A block of data:
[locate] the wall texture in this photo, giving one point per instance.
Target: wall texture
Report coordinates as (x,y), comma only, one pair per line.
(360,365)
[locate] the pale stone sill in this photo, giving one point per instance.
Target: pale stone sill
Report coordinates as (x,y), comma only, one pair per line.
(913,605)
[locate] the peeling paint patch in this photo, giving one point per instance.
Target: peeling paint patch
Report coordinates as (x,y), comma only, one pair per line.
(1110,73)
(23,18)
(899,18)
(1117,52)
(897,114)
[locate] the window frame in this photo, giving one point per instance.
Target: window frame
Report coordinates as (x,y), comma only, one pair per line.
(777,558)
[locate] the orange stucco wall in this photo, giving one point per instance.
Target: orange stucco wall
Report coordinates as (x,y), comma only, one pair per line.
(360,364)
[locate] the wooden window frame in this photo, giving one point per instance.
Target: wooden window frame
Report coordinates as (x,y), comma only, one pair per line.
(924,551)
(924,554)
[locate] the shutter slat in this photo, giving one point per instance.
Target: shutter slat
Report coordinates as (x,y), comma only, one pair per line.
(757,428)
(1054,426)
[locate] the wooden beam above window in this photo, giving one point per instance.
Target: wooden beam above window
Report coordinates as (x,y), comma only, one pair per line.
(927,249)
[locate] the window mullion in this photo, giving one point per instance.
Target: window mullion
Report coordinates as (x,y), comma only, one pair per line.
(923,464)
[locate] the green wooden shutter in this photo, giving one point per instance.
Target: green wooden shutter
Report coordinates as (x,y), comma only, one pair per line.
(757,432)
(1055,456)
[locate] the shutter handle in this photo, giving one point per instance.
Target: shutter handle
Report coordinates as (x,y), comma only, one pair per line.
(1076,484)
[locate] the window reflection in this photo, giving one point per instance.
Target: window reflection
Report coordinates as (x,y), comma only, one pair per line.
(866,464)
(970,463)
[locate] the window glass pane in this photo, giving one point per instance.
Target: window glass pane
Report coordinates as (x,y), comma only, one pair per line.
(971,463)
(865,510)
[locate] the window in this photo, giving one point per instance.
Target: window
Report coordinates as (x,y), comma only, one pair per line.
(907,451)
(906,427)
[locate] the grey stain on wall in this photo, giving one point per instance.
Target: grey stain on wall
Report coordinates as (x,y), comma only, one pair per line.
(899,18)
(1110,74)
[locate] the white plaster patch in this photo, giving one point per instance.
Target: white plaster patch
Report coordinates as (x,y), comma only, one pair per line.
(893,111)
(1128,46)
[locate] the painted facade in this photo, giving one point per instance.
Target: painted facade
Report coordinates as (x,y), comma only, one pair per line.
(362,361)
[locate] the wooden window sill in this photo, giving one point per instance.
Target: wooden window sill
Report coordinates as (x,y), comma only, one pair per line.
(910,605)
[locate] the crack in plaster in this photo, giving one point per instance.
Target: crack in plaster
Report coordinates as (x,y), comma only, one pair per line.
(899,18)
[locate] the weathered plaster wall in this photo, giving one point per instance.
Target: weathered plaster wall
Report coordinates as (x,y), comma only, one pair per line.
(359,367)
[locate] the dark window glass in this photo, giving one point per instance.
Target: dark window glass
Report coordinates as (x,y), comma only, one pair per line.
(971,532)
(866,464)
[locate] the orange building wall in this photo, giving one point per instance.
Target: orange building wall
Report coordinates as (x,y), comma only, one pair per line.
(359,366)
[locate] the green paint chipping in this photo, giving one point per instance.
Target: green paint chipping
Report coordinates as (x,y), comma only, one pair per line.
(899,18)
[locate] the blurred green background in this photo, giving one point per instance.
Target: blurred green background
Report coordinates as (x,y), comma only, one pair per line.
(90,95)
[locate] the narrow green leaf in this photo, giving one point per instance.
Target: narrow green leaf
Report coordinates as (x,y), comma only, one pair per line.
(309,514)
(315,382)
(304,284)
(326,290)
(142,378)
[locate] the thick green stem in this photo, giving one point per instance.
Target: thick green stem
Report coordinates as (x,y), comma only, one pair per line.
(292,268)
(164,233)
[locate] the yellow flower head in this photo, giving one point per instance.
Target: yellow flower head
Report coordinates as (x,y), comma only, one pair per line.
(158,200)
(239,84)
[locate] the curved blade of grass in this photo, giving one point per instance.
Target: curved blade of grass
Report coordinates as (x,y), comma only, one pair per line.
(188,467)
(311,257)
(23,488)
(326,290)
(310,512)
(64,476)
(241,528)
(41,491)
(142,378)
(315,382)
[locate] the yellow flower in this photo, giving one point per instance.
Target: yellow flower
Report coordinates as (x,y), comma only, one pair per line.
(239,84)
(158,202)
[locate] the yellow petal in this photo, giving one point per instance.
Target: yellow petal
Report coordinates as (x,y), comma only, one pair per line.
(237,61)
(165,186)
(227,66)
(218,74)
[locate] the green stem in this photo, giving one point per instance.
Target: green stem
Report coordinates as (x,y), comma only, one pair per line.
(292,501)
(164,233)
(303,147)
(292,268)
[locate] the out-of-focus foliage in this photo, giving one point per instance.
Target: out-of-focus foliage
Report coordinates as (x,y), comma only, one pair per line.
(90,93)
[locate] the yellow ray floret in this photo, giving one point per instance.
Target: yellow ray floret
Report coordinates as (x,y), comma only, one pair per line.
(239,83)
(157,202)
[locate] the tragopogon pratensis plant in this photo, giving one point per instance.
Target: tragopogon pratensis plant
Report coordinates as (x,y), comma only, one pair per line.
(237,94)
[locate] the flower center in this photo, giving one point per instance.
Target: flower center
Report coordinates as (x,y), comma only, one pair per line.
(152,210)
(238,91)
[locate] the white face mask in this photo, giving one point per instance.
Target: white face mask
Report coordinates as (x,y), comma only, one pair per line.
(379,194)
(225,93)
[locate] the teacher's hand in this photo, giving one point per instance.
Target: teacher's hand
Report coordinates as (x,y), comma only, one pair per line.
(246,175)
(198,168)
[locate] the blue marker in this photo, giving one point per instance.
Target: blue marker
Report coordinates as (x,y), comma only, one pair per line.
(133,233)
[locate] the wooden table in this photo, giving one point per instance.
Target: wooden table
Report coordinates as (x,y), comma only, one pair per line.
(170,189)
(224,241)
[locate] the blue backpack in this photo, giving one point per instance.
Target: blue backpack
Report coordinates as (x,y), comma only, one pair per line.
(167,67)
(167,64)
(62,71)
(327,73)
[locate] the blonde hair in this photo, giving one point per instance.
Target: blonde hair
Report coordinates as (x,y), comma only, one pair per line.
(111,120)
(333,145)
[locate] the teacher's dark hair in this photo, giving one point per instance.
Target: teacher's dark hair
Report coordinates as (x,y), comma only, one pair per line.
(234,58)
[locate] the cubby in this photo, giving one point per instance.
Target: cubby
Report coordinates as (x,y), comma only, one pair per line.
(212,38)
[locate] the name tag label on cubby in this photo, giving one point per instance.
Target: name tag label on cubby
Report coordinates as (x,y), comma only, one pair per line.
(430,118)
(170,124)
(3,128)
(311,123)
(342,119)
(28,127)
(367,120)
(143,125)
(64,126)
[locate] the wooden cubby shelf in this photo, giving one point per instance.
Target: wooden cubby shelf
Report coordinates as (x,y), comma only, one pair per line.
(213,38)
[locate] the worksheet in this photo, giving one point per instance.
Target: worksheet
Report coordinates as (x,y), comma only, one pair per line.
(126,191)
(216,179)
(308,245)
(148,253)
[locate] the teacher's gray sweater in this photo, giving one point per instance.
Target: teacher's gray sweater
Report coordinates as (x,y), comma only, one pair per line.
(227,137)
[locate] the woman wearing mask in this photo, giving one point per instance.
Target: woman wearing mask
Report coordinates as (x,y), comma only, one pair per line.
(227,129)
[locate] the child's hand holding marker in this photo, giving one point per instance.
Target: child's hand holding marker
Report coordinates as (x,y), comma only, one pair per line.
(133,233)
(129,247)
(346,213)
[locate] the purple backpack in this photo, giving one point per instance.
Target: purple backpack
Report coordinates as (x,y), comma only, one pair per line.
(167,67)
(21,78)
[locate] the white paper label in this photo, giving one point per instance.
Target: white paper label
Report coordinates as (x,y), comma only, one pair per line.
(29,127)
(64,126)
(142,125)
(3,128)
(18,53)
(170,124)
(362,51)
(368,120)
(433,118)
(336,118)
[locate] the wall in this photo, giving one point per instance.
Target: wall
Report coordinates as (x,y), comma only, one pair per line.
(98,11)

Problem to solve: Output an exact copy of the lines beginning at the one that holds "[locate] the purple" and running through the final line of the records.

Solved exercise:
[locate] the purple backpack in this photo, giving one point per instance.
Target: purple backpack
Report coordinates as (x,y), comma only, one pair per line.
(167,67)
(21,78)
[locate] the white paper label in this photo, giving one point per instance.
Target: white paper label
Report coordinates as (x,y), comma only, one pair per line.
(29,127)
(64,126)
(142,125)
(3,128)
(18,53)
(170,124)
(362,51)
(368,120)
(433,118)
(336,118)
[locate] the wall in this photo, giving one point per instance.
Target: wall
Report coordinates as (x,y), comma only, one pair per line.
(98,11)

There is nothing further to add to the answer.